Exercise requirements
Could you transcribe all of the data word for word?

____________

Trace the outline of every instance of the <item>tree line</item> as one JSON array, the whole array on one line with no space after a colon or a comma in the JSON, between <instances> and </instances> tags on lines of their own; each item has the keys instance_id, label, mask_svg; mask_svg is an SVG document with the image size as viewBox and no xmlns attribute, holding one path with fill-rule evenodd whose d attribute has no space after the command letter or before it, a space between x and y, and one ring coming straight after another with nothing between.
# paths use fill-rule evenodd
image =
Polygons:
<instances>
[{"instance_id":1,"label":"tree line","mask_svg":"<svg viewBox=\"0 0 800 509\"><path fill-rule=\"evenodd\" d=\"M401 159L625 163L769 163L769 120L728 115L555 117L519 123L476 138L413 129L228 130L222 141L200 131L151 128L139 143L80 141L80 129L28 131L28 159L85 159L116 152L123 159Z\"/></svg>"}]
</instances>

____________

Problem solution
Trace the outline of every instance of the <item>tree line</item> as one JSON array, the whole array on one line with no space after a colon or a comma in the JSON, between <instances> and </instances> tags on lines of their own; each item has the keys instance_id, label, mask_svg; mask_svg is an SVG document with the image size as viewBox and no xmlns attribute, holding one path with fill-rule evenodd whose d attribute has no space after the command letter or before it, a space between x and y, and one ring coming straight after another with nothing between.
# paths use fill-rule evenodd
image =
Polygons:
<instances>
[{"instance_id":1,"label":"tree line","mask_svg":"<svg viewBox=\"0 0 800 509\"><path fill-rule=\"evenodd\" d=\"M401 159L625 163L769 163L769 120L728 115L555 117L519 123L476 138L413 129L228 130L222 141L200 131L151 128L139 143L80 141L80 129L28 131L28 159L85 159L116 152L123 159Z\"/></svg>"}]
</instances>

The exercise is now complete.